* **Source**:
────────────────────────────────────────
# Wanna lower car but borla muffler is too low.



## Blue_RS (Aug 30, 2013)

I really want to lower my cruze but the borla muffler sets 3.5" from the ground. Has anyone had this issue when going with coilovers? I dont want to rip my exhaust off.


----------



## SneakerFix (Jul 28, 2013)

If it's to low have a muffler shop raise it up. Is this a borla cat back or just the muffler?


----------



## Blue_RS (Aug 30, 2013)

Its the borla catback.


----------



## SneakerFix (Jul 28, 2013)

Yea any muffler shop can adjust the hanger


----------



## CHEVYCRUZE RS (Mar 29, 2011)

The magnaflows dual exhaust cannot be raised since it's placed at the middle of the car, the exhaust channel is too small for it. I have just been scraping until it rips off then I will be going a custom route since I plan on lowering my Cruze even more. I'll keep you guys posted. And good luck with your system


----------



## TheKidJoey (Jul 27, 2013)

CHEVYCRUZE RS said:


> The magnaflows dual exhaust cannot be raised since it's placed at the middle of the car, the exhaust channel is too small for it. I have just been scraping until it rips off then I will be going a custom route since I plan on lowering my Cruze even more. I'll keep you guys posted. And good luck with your system


When u go custom have you looked up mufflers? I'm bout to start the process but don't know which one to buy


----------
────────────────────────────────────────
* **Stated goal**: Reproduce word for word the part of the muffler thread between "If it's to low" and "the borla catback.", inclusive.

* **Dataset section**:
────────────────────────────────────────
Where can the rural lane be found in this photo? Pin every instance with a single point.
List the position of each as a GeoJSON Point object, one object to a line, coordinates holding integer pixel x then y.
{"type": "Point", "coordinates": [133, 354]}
────────────────────────────────────────
* **Result**:
If it's to low have a muffler shop raise it up. Is this a borla cat back or just the muffler?


----------



## Blue_RS (Aug 30, 2013)

Its the borla catback.